Stated exercise 1:
In the passage on Brazil's mining disasters and environmental law, what volume of mining tailings mudflow did the Mariana Disaster release?
Stated exercise 2:
Extend the passage on Brazil's mining disasters and environmental law, picking up right after its final sentence.

Passage provided:
While the Brumadinho Disaster caught global headlines and created a sense of concern around the world, the disaster was not the first of its kind in Brazil. For example, on November 5, 2015, the Fundão dam, also owned by Vale and located in the state of Minas Gerais, collapsed in what is known as the Mariana Disaster. That event released a mining tailings mudflow of 43 million cubic meters, destroying the city of Bento Rodrigues, killing 19 people and causing similar severe environmental damages. Ibama, Breaking of the Fundão Dam: Documents Related to the Samarco Disaster in Mariana/MG, Oct. 23, 2018,

Thus, in the aftermath of the Brumadinho Disaster, Brazilians were forced to grapple with the question of whether their environmental laws will be effective in holding mining companies like Vale responsible for protecting their workers and the environment.

As to Brumadinho, the authorities are still assessing the best approach to redress damages and investigating possible punishments. And while some have worried that little has been done to punish the violators, actions were taken after the Mariana disaster. Specifically, in June 2018, the federal public prosecutor and the corporations associated with the Mariana Disaster (i.e., Fundão Dam) entered into a settlement agreement that created the Renova Foundation. This foundation was established with the purpose of managing and assisting in numerous restoration actions, and collectively this settlement identified 42 projects to be funded. See Fundação Renova,

However, neither Brumadinho nor Mariana is likely to be the last major collapse as the Barão de Cocais Dam, also located in Minas Gerais and owned by Vale, presents severe stability problems with the risk of collapsing at any time. Smaller mining disasters are also relatively common.

Even if Brazilian mining companies are not going unpunished for these major catastrophes, it is alarming that both massive mining disasters occurred within such a short period of time in Brazil. It is little wonder then that people are concerned about whether Brazil’s environmental mining regulations are fundamentally flawed or, alternatively, whether compliance and enforcement are ineffective such that the question is not “if” but “when” the next disaster will occur.

This article sets out to reflect on whether Brazil has a problematic regulatory framework or otherwise lacks capacity to enforce the law by giving an overview of the regulations most relevant to the Brumadinho case and identifying possible problems with that framework. With this assessment, suggestions will be made for mitigating the problem and insights provided regarding what to expect as a result of these unfortunate events.

Environmental Permitting in Brazil

Environmental law in Brazil began with the National Environmental Policy Act (Política Nacional do Meio Ambiente—PNMA Lei No. 6.938/1981) in 1981, which set forth a system known as the Sistema Nacional do Meio Ambiente (SISNAMA) to address environmental protection. One of the several purposes of the law was the creation of a federal environmental agency, Instituto Brasileiro do Meio Ambiente (IBAMA), and state environmental agencies. Each of these agencies have their own respective jurisdictions to enforce environmental regulations and issue permits. As in many systems, permitting was established as a primary instrument for environmental protection.

Raw data:
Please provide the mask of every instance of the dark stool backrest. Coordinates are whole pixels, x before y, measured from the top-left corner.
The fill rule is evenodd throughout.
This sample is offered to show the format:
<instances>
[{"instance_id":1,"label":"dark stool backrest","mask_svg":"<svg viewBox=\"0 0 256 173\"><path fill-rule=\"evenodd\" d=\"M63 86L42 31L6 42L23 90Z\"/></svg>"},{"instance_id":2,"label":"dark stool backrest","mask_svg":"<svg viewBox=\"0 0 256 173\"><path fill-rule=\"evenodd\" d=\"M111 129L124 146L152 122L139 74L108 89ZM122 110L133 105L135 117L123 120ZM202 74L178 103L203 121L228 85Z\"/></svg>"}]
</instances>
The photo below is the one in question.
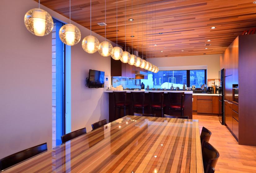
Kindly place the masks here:
<instances>
[{"instance_id":1,"label":"dark stool backrest","mask_svg":"<svg viewBox=\"0 0 256 173\"><path fill-rule=\"evenodd\" d=\"M188 116L173 116L164 115L164 118L180 118L181 119L188 119Z\"/></svg>"},{"instance_id":2,"label":"dark stool backrest","mask_svg":"<svg viewBox=\"0 0 256 173\"><path fill-rule=\"evenodd\" d=\"M64 143L79 136L86 134L86 128L85 127L64 135L61 137L61 141L62 143Z\"/></svg>"},{"instance_id":3,"label":"dark stool backrest","mask_svg":"<svg viewBox=\"0 0 256 173\"><path fill-rule=\"evenodd\" d=\"M13 154L0 159L2 171L47 150L47 144L44 143Z\"/></svg>"},{"instance_id":4,"label":"dark stool backrest","mask_svg":"<svg viewBox=\"0 0 256 173\"><path fill-rule=\"evenodd\" d=\"M204 147L204 142L209 142L211 135L212 135L212 132L211 131L204 127L203 127L202 129L202 132L201 132L200 135L200 139L201 140L201 145L202 148Z\"/></svg>"},{"instance_id":5,"label":"dark stool backrest","mask_svg":"<svg viewBox=\"0 0 256 173\"><path fill-rule=\"evenodd\" d=\"M206 141L203 148L202 155L205 173L214 172L214 168L219 157L219 152L212 145Z\"/></svg>"},{"instance_id":6,"label":"dark stool backrest","mask_svg":"<svg viewBox=\"0 0 256 173\"><path fill-rule=\"evenodd\" d=\"M170 106L179 106L181 108L183 108L184 105L184 92L168 92L168 95Z\"/></svg>"},{"instance_id":7,"label":"dark stool backrest","mask_svg":"<svg viewBox=\"0 0 256 173\"><path fill-rule=\"evenodd\" d=\"M97 122L93 123L92 124L92 130L95 130L96 129L97 129L99 127L104 125L105 124L107 124L107 120L106 119L98 121Z\"/></svg>"},{"instance_id":8,"label":"dark stool backrest","mask_svg":"<svg viewBox=\"0 0 256 173\"><path fill-rule=\"evenodd\" d=\"M155 116L155 114L141 114L134 113L133 115L135 116Z\"/></svg>"},{"instance_id":9,"label":"dark stool backrest","mask_svg":"<svg viewBox=\"0 0 256 173\"><path fill-rule=\"evenodd\" d=\"M126 91L113 91L114 95L114 104L115 105L119 103L123 103L125 105L126 101Z\"/></svg>"},{"instance_id":10,"label":"dark stool backrest","mask_svg":"<svg viewBox=\"0 0 256 173\"><path fill-rule=\"evenodd\" d=\"M131 92L132 105L136 103L141 104L142 106L144 106L145 101L145 92Z\"/></svg>"},{"instance_id":11,"label":"dark stool backrest","mask_svg":"<svg viewBox=\"0 0 256 173\"><path fill-rule=\"evenodd\" d=\"M164 92L149 92L151 104L160 104L163 107L164 104Z\"/></svg>"}]
</instances>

Exercise response 1:
43 million cubic meters

Exercise response 2:
Additionally, Resolution No. 237/1997 of Conselho Nacional do Meio Ambiente (CONAMA) details the general environmental permitting instruments that apply in the country. Specifically, environmental permitting in Brazil consists of three consecutive phases, each phase corresponding to the issuance of a different permit. These three permits are issued according to the stage of development of the activity proposed. First, the Preliminary Permit, which is granted during the planning phase, serves as approval for the activity or project. This stage also includes consideration of environmental feasibility through an Environmental Impact Assessment, which is similar to the assessment produced in the United States under the National Environmental Policy Act. Second, the Installation/Construction Permit authorizes the activity’s construction. Third, the Operation Permit authorizes the activity’s operation.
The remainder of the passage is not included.